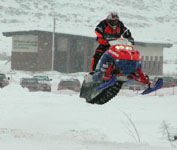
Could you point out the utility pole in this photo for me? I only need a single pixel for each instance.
(53, 43)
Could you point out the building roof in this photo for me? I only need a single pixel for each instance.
(39, 32)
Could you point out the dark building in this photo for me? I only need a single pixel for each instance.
(32, 51)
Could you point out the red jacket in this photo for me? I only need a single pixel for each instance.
(103, 27)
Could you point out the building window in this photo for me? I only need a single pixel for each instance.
(62, 44)
(25, 43)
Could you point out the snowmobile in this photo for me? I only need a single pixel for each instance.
(119, 64)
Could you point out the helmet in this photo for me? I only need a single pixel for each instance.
(113, 19)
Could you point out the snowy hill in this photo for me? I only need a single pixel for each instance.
(152, 20)
(64, 121)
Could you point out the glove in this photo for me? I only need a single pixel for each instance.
(131, 40)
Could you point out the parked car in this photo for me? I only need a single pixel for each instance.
(33, 84)
(71, 84)
(167, 81)
(4, 81)
(44, 81)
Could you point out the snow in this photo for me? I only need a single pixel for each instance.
(63, 120)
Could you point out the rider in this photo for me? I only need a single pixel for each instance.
(111, 27)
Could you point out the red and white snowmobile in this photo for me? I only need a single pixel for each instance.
(119, 64)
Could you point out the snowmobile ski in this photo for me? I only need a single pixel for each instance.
(157, 86)
(105, 85)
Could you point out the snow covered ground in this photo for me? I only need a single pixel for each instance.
(64, 121)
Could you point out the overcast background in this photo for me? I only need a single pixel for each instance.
(149, 21)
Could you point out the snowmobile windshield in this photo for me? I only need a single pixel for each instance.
(122, 41)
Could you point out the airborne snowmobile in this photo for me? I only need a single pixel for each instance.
(119, 64)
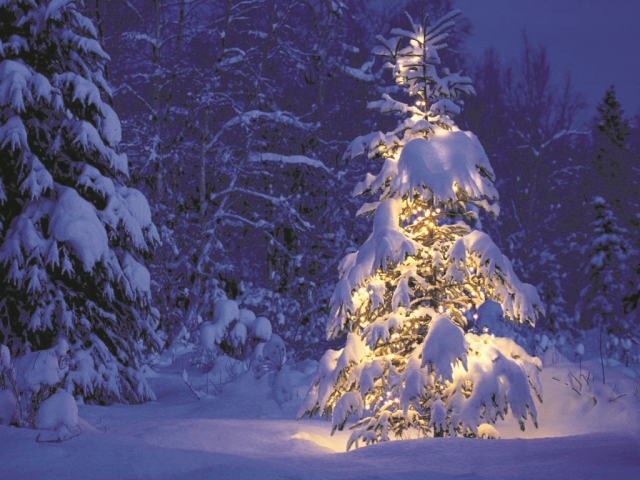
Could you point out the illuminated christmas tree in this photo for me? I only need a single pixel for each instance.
(408, 297)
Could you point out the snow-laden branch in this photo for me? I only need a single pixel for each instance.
(287, 159)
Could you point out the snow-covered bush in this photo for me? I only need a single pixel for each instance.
(29, 381)
(233, 332)
(411, 360)
(72, 234)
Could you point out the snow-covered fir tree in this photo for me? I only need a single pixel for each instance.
(407, 298)
(609, 279)
(72, 235)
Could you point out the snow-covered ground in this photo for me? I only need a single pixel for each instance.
(242, 433)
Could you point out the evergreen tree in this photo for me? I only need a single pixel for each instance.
(610, 278)
(407, 297)
(613, 176)
(72, 235)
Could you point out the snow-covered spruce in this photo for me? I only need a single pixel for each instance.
(72, 235)
(406, 298)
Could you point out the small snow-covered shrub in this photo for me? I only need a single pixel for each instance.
(29, 381)
(271, 360)
(233, 332)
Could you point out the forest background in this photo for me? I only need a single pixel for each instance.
(235, 118)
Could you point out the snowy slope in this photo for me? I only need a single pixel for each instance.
(241, 433)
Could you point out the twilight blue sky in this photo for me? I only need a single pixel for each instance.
(596, 41)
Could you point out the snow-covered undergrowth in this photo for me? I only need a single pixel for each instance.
(241, 432)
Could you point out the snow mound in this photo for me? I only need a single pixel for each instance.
(262, 328)
(58, 410)
(37, 369)
(226, 311)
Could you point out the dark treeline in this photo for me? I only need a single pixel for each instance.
(235, 118)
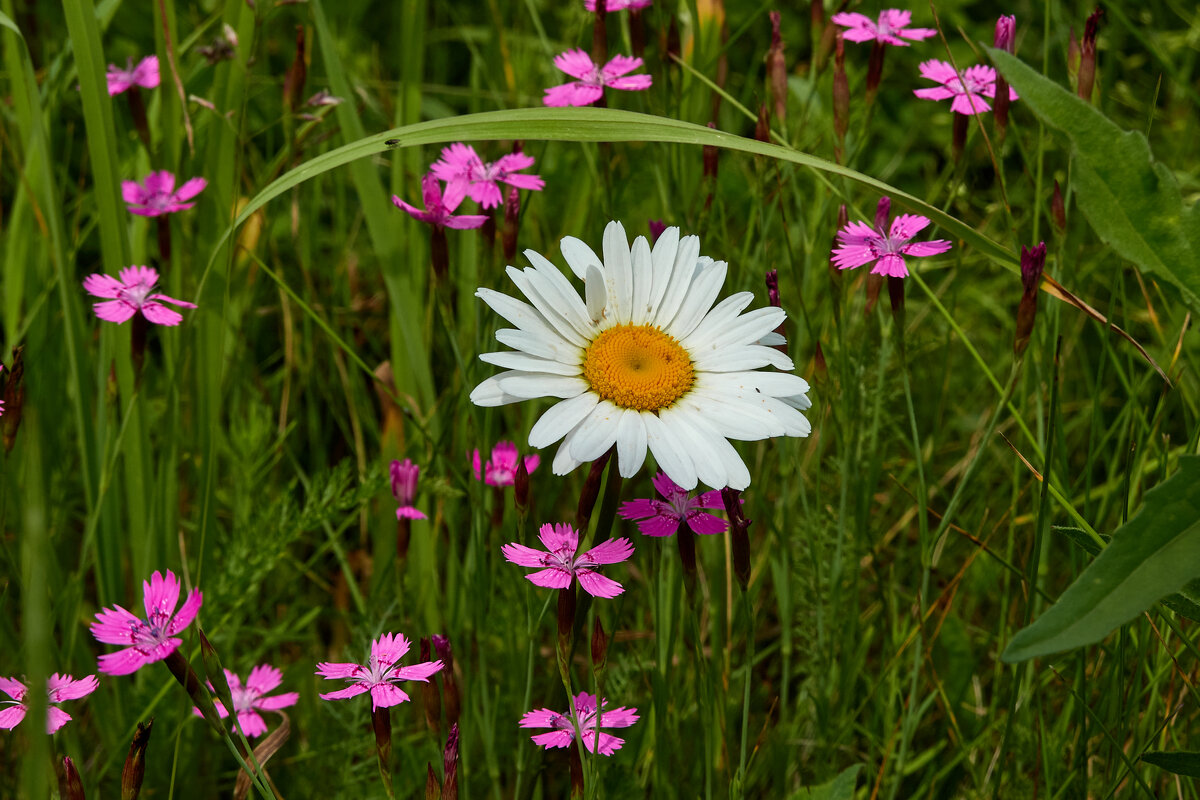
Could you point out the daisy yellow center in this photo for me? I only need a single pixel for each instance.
++++++++
## ASSIGNED TASK
The records above should be returned exactly; no image belongs in the copy.

## YOUR RESPONSE
Could you point out the utility pole in this photo for me? I only need a single pixel for each instance.
(53, 43)
Could you point out the building roof in this photo for me? I only need a single pixel for each instance.
(39, 32)
Could you point out the dark building in this photo for me? I only need a single pixel for each instance.
(32, 51)
Could you point out the red jacket in this photo for me? I only need a single pixel for each instance.
(103, 27)
Could you point out the building window in this photo for me? I only need a single pixel for each instance.
(62, 44)
(25, 43)
Could you point out the snowmobile in this photo for me? I only need a single pixel for each instance.
(119, 64)
Could you point out the helmet in this photo for me? I only need a single pixel for each instance.
(113, 19)
Could you point out the snowy hill in this photo for me? I only need a single pixel for each instance.
(152, 20)
(64, 121)
Could you point out the glove in this photo for me? I only need a single pixel for each instance.
(131, 40)
Could you point out the parked car in this photo for me? I only need a single pixel for each instance.
(33, 84)
(71, 84)
(167, 81)
(4, 81)
(44, 81)
Could you point out the snow in this photo for me? I only need a single pixel for each instance.
(63, 120)
Could you point out the rider in this photo for me? I only need a single pixel for each instance.
(111, 27)
Could you point out the red and white snowmobile in this photo for me? I only need a single pixel for each instance.
(119, 64)
Could you point out the snowmobile ski in this photo for me? I only need a single pixel for each instance.
(157, 86)
(105, 85)
Could you point out the snow covered ground in this photo for me? I only need a single pixel for each instance.
(64, 121)
Could you point out the overcast background in this photo for me? I only need a single pixel for each instance.
(149, 21)
Could you point out the snowmobile windshield in this photo for me? I only need a single pixel for each instance.
(122, 41)
Could you point out the airborne snowmobile in this photo for me? I only need a single pixel for each instance.
(119, 64)
Could you point out the illuminated christmas tree in this photo for me? I only need a single pixel for each instance.
(408, 297)
Could you point out the snow-laden branch in this photo for me? I only need a single pixel for each instance.
(287, 159)
Could you point out the snow-covered bush in this photo for me? I only need a single pixel for each instance.
(29, 381)
(233, 332)
(411, 360)
(72, 234)
Could you point out the snow-covered fir tree in this photo for me? I only need a single pixel for each instance.
(407, 298)
(609, 279)
(72, 235)
Could you point out the snow-covered ground in this photo for me? I only need a single pixel for each instance.
(242, 433)
Could you point out the evergreen tree in this photo for me? I only need a single pixel for each instance.
(610, 278)
(407, 297)
(613, 176)
(72, 235)
Could you point out the snow-covered spruce in this photo for me? I only need a single pixel for each instance.
(72, 235)
(406, 298)
Could you point out the small snow-covered shrub in this photo for me? I only need a single pixel for each instance.
(29, 381)
(271, 360)
(233, 332)
Could you point out the forest background in this photo for me? I only need a single pixel for each instance.
(235, 118)
Could you point out the snowy slope in this photo for me? I only need a single pixel for each instance.
(241, 433)
Could you point out the twilight blue sky in this photo for me? I only need a single pixel for each instance.
(596, 41)
Could you point out the snow-covered undergrowth in this photo for me? I only need a single pixel for each instance.
(241, 432)
Could you point out the snow mound in this photo for me? I only need a single pixel for each instance.
(262, 328)
(58, 410)
(37, 369)
(226, 311)
Could you point out the dark treeline in this photo for me? I only need a single pixel for each instance.
(235, 118)
Could you point out the daisy yellow center in this photo for me? I only need a single pixel for each instance.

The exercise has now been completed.